=== Records supplied ===

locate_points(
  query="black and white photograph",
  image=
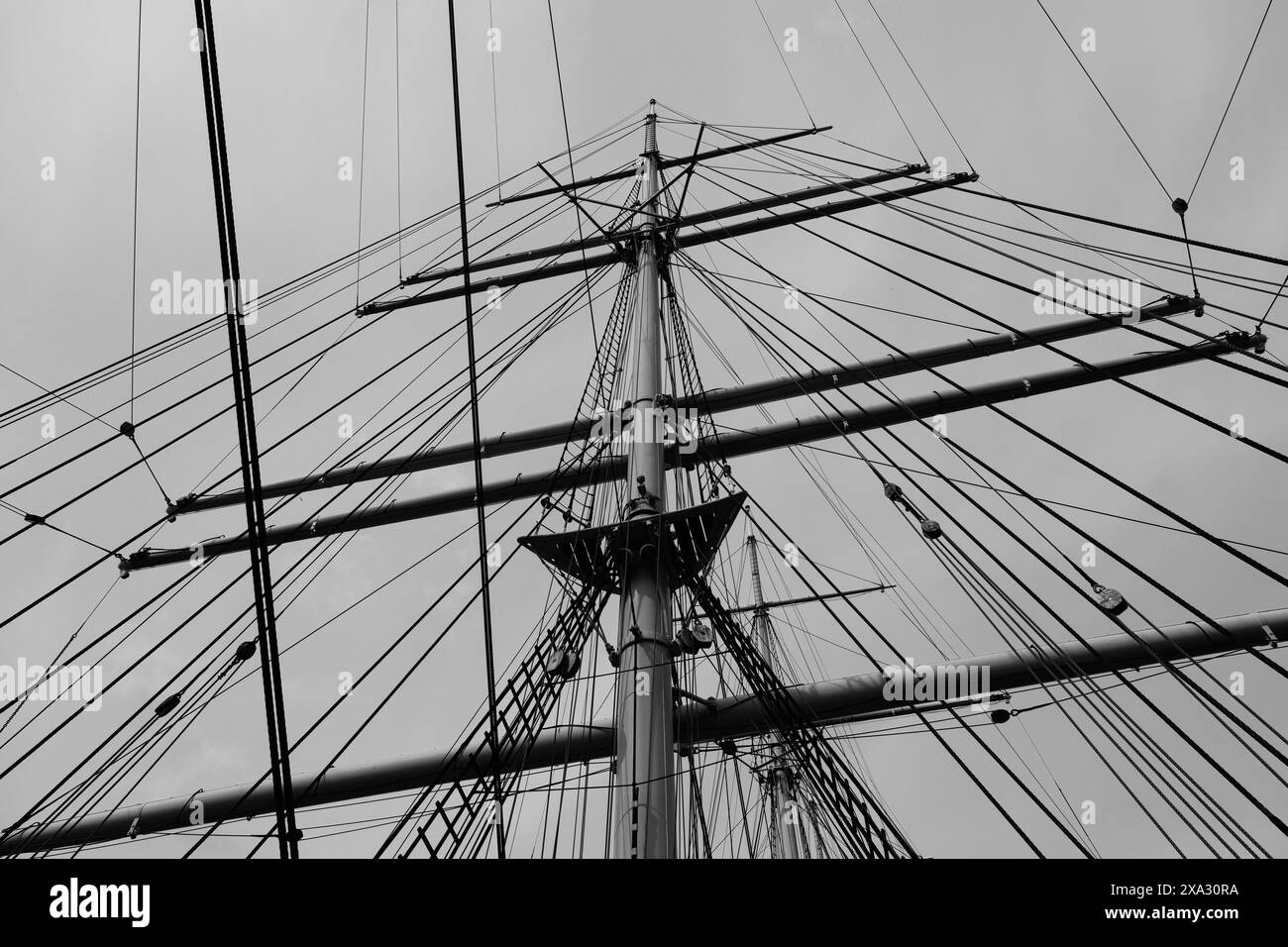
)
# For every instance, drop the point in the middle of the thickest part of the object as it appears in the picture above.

===

Work to be completed: Give back every entry in full, exactly as written, with no picture included.

Task solution:
locate_points(
  query="black and white photograph",
  image=
)
# For every instance, drop the point in the middle of the thickest part of the object as it appears in the picture above.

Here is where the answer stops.